_Instructions for the task_. Reproduce the records below word for word, omitting the pictures.

__________________________________________________

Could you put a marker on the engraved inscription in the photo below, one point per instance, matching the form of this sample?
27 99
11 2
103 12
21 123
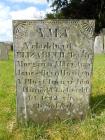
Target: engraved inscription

__________________________________________________

_Final result_.
Could you put a marker on the engraved inscription in the photo below, one point per instance, matching the form of this sample?
27 99
11 2
103 12
21 123
Target: engraved inscription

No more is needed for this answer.